— START OF Data records —
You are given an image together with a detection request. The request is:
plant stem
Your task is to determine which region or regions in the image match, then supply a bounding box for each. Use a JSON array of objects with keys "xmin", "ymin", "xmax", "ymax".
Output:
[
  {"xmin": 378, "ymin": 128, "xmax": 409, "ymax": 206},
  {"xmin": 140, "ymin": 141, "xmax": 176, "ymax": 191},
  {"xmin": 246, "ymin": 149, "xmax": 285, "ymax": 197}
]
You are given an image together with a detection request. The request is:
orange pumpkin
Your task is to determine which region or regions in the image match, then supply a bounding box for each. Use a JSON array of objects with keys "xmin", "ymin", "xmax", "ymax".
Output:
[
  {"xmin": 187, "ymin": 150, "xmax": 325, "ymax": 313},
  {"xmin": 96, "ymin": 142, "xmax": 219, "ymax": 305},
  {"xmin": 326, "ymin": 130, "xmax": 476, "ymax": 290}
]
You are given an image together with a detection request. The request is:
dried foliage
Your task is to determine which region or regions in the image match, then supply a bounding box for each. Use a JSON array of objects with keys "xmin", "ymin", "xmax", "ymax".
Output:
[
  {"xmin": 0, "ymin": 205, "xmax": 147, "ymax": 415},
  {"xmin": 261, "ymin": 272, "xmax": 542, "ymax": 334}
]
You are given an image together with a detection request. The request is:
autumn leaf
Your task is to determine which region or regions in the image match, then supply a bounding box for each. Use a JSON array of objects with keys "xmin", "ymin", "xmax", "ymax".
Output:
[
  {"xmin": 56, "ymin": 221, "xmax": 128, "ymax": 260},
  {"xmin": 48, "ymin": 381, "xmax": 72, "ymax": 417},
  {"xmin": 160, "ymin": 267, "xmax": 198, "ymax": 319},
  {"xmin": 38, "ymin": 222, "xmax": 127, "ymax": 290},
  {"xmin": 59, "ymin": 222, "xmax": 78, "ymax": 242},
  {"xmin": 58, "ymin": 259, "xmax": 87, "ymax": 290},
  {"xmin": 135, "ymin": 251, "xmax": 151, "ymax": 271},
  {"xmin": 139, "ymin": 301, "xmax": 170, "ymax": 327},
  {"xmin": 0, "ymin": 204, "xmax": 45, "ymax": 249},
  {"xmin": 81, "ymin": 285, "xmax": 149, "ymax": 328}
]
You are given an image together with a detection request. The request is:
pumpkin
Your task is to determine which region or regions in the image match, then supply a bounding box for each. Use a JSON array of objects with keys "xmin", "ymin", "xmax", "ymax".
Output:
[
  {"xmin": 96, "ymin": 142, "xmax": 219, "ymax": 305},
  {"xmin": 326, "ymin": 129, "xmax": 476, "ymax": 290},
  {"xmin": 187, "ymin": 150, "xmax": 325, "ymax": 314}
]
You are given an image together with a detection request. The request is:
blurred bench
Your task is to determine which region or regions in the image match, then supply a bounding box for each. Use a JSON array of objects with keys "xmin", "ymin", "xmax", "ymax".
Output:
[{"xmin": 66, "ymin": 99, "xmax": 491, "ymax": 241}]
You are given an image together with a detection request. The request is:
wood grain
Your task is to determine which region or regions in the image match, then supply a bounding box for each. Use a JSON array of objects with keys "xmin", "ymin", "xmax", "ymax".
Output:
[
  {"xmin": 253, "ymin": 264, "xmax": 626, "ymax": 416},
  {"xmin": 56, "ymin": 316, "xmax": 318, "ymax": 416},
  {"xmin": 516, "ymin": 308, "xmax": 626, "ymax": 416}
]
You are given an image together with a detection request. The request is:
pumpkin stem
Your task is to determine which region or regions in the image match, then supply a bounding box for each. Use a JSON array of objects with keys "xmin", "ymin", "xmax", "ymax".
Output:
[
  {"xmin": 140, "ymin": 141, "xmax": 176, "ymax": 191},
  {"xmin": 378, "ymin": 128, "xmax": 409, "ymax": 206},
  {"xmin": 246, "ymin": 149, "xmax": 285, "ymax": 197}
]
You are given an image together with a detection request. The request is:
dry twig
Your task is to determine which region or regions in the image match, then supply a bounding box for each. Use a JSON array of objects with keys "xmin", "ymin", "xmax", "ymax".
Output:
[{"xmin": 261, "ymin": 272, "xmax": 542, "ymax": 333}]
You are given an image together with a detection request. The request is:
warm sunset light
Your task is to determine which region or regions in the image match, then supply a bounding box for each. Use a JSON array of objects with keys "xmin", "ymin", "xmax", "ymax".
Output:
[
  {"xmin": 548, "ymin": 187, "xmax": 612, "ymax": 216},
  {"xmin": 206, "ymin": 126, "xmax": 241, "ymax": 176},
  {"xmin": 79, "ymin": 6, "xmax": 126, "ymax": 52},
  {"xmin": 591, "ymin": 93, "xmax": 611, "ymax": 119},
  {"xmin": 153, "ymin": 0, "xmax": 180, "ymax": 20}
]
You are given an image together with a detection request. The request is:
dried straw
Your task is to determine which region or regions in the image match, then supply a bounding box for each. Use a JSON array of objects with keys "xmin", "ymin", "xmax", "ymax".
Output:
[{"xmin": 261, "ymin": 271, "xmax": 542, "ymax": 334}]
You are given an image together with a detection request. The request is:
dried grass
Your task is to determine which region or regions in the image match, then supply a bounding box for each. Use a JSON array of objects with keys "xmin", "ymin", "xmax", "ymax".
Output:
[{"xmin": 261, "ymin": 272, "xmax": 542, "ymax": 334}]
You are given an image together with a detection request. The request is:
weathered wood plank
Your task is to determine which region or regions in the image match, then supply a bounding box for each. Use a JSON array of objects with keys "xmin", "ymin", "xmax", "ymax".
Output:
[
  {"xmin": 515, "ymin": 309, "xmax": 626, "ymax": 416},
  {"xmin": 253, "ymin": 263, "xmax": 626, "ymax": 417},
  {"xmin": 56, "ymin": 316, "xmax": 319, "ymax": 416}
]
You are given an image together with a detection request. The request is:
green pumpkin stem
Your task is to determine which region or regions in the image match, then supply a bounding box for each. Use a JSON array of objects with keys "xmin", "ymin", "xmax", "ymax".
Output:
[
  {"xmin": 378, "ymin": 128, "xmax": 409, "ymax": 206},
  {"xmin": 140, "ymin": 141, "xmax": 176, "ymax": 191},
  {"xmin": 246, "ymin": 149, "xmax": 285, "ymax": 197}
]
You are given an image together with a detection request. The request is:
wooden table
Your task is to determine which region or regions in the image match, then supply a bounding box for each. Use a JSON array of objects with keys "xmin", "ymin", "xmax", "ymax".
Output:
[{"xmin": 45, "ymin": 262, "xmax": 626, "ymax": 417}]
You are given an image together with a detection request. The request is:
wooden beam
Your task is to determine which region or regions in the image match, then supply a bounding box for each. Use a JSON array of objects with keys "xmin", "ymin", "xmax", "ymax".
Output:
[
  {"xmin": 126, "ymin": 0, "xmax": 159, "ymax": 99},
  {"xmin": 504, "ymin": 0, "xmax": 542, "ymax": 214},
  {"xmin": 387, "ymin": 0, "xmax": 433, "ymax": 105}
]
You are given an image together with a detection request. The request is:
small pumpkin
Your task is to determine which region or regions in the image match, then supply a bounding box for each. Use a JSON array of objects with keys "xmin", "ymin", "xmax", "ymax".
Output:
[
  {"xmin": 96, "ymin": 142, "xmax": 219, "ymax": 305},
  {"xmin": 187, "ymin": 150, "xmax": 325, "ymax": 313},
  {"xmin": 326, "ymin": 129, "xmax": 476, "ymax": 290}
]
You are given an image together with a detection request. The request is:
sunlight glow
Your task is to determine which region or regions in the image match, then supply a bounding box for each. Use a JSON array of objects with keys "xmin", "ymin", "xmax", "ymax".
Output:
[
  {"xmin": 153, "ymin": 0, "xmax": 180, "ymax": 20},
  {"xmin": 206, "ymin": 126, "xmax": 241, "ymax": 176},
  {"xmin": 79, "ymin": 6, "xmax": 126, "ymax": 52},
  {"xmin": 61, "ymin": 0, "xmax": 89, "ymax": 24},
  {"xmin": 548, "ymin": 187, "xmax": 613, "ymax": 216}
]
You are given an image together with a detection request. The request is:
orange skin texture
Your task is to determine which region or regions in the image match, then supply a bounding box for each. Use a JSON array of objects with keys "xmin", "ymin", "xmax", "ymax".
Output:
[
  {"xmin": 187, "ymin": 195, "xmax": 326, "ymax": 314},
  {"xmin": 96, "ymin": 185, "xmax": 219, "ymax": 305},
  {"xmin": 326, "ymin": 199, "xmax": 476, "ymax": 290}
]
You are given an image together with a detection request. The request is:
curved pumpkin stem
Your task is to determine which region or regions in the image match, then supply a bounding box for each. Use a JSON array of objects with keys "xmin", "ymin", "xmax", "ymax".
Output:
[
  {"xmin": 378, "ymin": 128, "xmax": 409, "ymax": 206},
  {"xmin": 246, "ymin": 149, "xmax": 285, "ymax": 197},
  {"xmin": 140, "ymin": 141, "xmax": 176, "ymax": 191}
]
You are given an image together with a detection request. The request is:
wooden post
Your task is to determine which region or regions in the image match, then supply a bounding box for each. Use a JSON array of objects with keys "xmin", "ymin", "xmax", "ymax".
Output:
— END OF Data records —
### [Task details]
Gather every line from the data items above that contains the string "pumpkin", and copy each one out. Case counts.

### [Exercise answer]
orange pumpkin
pumpkin
pumpkin stem
green pumpkin stem
small pumpkin
curved pumpkin stem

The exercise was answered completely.